╭──

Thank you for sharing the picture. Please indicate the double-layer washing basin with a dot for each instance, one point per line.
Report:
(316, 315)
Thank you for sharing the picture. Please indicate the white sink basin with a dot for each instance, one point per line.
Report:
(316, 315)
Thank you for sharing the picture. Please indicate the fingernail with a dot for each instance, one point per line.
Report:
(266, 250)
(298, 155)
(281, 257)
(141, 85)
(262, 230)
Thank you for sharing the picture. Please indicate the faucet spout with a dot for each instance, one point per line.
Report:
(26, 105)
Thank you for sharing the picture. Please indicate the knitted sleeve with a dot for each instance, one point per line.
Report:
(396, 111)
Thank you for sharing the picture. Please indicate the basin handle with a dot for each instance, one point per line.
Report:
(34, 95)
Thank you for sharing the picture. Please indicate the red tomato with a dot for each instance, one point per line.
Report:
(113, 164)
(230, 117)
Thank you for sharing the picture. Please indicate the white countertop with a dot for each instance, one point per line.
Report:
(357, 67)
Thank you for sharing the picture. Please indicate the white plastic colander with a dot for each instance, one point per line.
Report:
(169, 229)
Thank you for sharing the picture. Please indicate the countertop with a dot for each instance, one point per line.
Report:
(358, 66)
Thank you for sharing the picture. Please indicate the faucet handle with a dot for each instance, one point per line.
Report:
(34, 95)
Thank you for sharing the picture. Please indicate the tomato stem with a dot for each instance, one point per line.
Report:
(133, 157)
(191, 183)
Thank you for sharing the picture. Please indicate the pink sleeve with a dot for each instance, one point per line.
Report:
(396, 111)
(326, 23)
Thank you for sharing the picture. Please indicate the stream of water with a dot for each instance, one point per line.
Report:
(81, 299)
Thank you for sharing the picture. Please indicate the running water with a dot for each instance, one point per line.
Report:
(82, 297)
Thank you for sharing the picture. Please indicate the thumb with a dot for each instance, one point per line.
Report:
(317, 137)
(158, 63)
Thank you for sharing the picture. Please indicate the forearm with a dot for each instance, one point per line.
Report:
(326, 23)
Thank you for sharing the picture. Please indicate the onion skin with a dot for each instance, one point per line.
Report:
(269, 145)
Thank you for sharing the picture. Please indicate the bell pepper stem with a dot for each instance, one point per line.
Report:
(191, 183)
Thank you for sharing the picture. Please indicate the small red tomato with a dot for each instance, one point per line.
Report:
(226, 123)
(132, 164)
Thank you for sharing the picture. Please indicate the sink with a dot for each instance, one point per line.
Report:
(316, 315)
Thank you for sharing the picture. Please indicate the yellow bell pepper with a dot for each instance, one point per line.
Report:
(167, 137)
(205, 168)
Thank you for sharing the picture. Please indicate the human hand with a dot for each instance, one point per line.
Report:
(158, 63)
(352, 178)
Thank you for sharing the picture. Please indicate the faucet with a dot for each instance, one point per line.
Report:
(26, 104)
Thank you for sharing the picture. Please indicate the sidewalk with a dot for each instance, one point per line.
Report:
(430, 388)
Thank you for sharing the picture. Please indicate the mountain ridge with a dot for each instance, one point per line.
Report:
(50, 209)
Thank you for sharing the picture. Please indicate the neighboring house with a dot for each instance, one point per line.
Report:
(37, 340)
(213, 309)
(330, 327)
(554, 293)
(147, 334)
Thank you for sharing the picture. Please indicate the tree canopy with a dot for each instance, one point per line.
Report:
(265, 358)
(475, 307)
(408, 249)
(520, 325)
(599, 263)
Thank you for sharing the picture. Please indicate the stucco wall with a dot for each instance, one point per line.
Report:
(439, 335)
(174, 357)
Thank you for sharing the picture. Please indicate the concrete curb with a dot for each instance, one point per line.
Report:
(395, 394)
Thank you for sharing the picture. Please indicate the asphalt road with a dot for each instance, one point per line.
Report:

╰──

WORK ITEM: In the listing above, find each line with "sink" and copy it.

COMPLETED EXERCISE:
Thank you for sharing the picture. Please indicate the white sink basin with a dot for each instance, one point per line.
Thank you for sharing the picture. Please indicate the sink with a dot for each instance, one point per line.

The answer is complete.